◆ **Short task 1**:
Put this sentence from the awk forum thread into Spanish: "Easy: NF is the number of fields in the record and NR is the record number."
◆ **Short task 2**:
Present the lines of the records below as a numbered list, skipping blank lines, and leave the pictures out of your answer.

◆ **Quoted passage**:
Find which row having less columns using awk - shell

I have a file where there are 4 fields expected for each row. If there are less number of fields then I want to write that information in a logfile with the row number.
Filed1line1| Filed2line1| Filed3line1| Filed4line1
Filed1line2| Filed2line2|
Filed1line3| Filed2line3| Filed3line3| Filed4line3
Something like - Row number 2 is having 3 fields for file a.txt
Can we achieve this using awk.
Actually I am using the below code snippet. If the number of fields is <> 4 then I am writing it in a bad file. that is working good. But I am unable to write NR value in log.
awk -F'|' -v DGFNM="$IN_DIR$DGFNAME" -v DBFNM="$IN_DIR$DBFNAME" '
$1 == "DTL" {
if (NF == 4) {
print substr($0, 5) > DGFNM
} else {
print > DBFNM
print NR >> $logfile
}
}
' "$IN_DIR$IN_FILE"

Easy: NF is the number of fields in the record and NR is the record number.
Something like: awk '{ if (NF < 4) { print "Row " NR " has " NF " fields"; } }' - there are shorter ways, but I prefer longer code that is easier to read ;-)
See this question for some info on printing to different output files: is it possible to print different lines to different output files using awk
To answer your edited question: $logfile is inside the single quotes, so it is not expanded to your shell variable logfile. And it is not an "awk" variable. try print NR >> "some_file"; in the awk, and then rename some_file to $logfile later.
Another option would be to generate the awk file with the expanded $logfile already in place instead of trying to do it inline.

Related

How to add an if statement before calculation in AWK

I have a series of files that I am looping through and calculating the mean on a column within each file after performing a serious of filters. Each filter is piped in to the next, BEFORE calculating the mean on the final output. All of this is done within a sub shell to assign it to a variable for later use.
for example:
variable=$(filter1 | filter 2 | filter 3 | calculate mean)

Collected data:
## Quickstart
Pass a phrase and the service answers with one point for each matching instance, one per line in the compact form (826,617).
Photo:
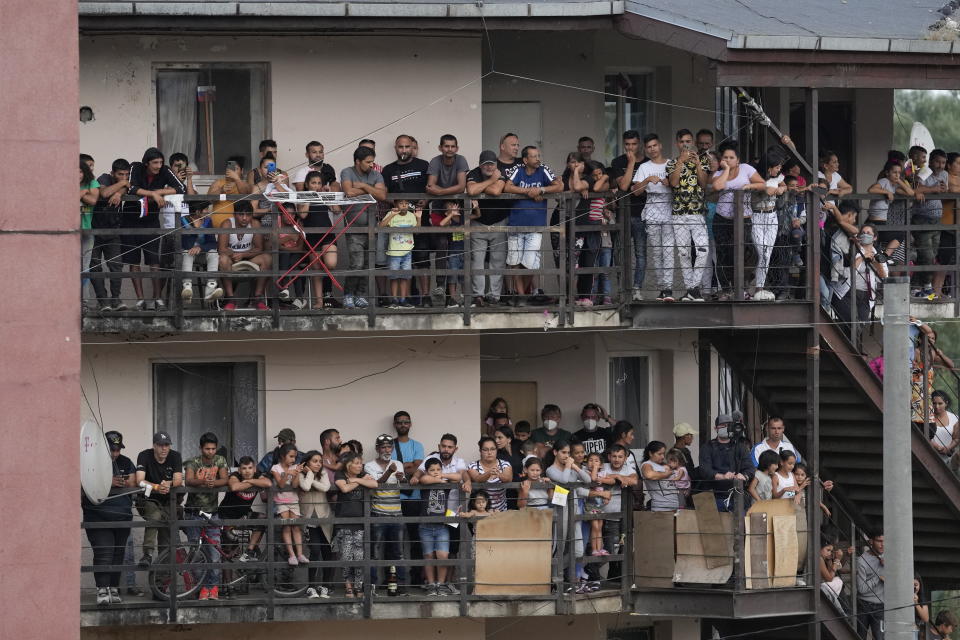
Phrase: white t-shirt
(760,447)
(456,465)
(659,207)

◆ **Complete response 1**:
Fácil: NF es el número de campos del registro y NR es el número de registro.

◆ **Complete response 2**:
1. ## Quickstart
2. Pass a phrase and the service answers with one point for each matching instance, one per line in the compact form (826,617).
3. Photo:
4. Phrase: white t-shirt
5. (760,447)
6. (456,465)
7. (659,207)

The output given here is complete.